**課題 1**
IFRS第15号の収益認識に関する文章について、次の(a)(b)(c)がその内容と一致するかを判定しなさい。(a) 履行義務には2種類がある。(b) 一時点で充足される履行義務では、進捗度に応じて収益を認識する。(c) 清掃サービスは、「一定の期間にわたって充足される」履行義務の要件①の例として挙げられている。それぞれ「はい」か「いいえ」で答え、判断の決め手となる本文の語句をそのまま引用しなさい。
**課題 2**
IFRS第15号の収益認識に関する文章を、最後の文の後から書き続けなさい。

**本文**
□ □ □ □ □
第4回 新収益認識基準(IFRS第15号)の計上タイミングの考え方

今回は、IFRS第15号の計上タイミングの考え方、つまり、収益をいつ計上するのかについて、【ステップ5】収益の認識と、関連した個別論点を説明します。

新収益認識基準(IFRS第15号)の計上単位の考え方

【ステップ5】収益の認識

IFRS第15号では、収益認識は、財・サービスの移転に合わせて履行義務が充足されるタイミングで行うこととされています。この履行義務には、「一定の期間にわたって充足される」履行義務と、「一時点で充足される」履行義務の2種類があります。
最初に、履行義務が「一定の期間にわたって充足される」のか、「一時点で充足される」のかを判断します。次に、 前者の場合、工事進行基準のように、進捗度に応じて一定の期間にわたって収益を認識します。後者の場合、通常の物品売買のように、財又はサービスの支配が顧客へ移転したときに一時点で収益を認識します。

履行義務の充足タイミング 収益の計上タイミング
一定の期間にわたって充足 進捗度に応じて一定の期間にわたって認識
一時点で充足 一時点で認識

以下の要件のいずれかに該当する場合には、「一定の期間にわたって充足される」履行義務と判定します。

  • ①履行義務の履行と同時に顧客が便益を受け消費する場合
    例えば、清掃サービスのような経常的に、また反復して実施されるサービスが該当します。
□ □ □ □ □
**元データ**
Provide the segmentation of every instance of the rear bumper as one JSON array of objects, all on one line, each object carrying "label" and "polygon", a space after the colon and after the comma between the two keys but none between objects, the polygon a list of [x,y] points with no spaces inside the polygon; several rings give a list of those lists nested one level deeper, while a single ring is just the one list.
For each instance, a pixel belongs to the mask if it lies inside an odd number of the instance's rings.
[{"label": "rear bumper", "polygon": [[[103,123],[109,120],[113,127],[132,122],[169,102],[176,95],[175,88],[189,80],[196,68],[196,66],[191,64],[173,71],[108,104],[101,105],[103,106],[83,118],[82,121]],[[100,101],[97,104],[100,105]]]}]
□ □ □ □ □
**回答 1**
(a) はい。「この履行義務には、「一定の期間にわたって充足される」履行義務と、「一時点で充足される」履行義務の2種類があります。」
(b) いいえ。「後者の場合、通常の物品売買のように、財又はサービスの支配が顧客へ移転したときに一時点で収益を認識します。」
(c) はい。「例えば、清掃サービスのような経常的に、また反復して実施されるサービスが該当します。」

**回答 2**
  • ②履行義務の履行による資産の創出・増価につれて、顧客が資産を支配する場合
    例えば、顧客所有の土地内での建設工事が該当します。
  • ③創出した資産が他に転用できず、かつ、履行済み部分に対する対価の支払を受ける権利がある場合
    例えば、その顧客のみが使用できる特殊仕様の資産の建設、または顧客の注文に基づく資産の建設が該当します。

個別論点(1)支配の移転タイミング(出荷基準の可否)

「一時点で充足される」履行義務の場合、財又はサービスの支配が顧客へ移転したときに一時点で収益を認識します。財又はサービスの支配が移転する時点を判断する際の指標として、IFRS第15号では以下の事項を例示しています。

  • 顧客が支払いを行う現在の義務を負っていること
  • 顧客が資産に対する法的所有権を有していること
  • 顧客が資産を物理的に占有していること
  • 顧客が資産の所有に伴う重大なリスクと経済価値を有していること
  • 顧客が資産を検収したこと

<検討>

日本においては、物品売買において出荷基準にて収益を計上している企業が多数ですが、IFRSにおいても出荷基準にて収益を計上可能か、上記例示事項を指標に各社の取引に照らして検討する必要があります。
重大なリスクと経済価値の移転等支配の移転タイミングの認識が重要となりますが、IFRS第15号では支配は顧客側観点から判定するという考え方であり、出荷基準が認められる余地は大きくないと考えられます。

<業務・システムの考慮事項>

  • 収益の認識を出荷基準から着荷もしくは検収基準に変更する場合、収益の認識の証憑となる検収書等の入手方法・タイミング等の業務の見直しや売上計上システム改修の検討が必要となります。

個別論点(2)建設工事

建設業では、工事期間が長期にわたる工事契約が比較的多くみられ、従来の工事進行基準に類似する方法が認められるか否かが論点となります。例えば「一定の期間にわたって充足される」履行義務とみなす要件のうち、③「創出した資産が他に転用できず、かつ、履行済み部分に対する対価の支払を受ける権利がある場合」の判定条件に該当しない工事契約は工事進行基準を適用できないことになります。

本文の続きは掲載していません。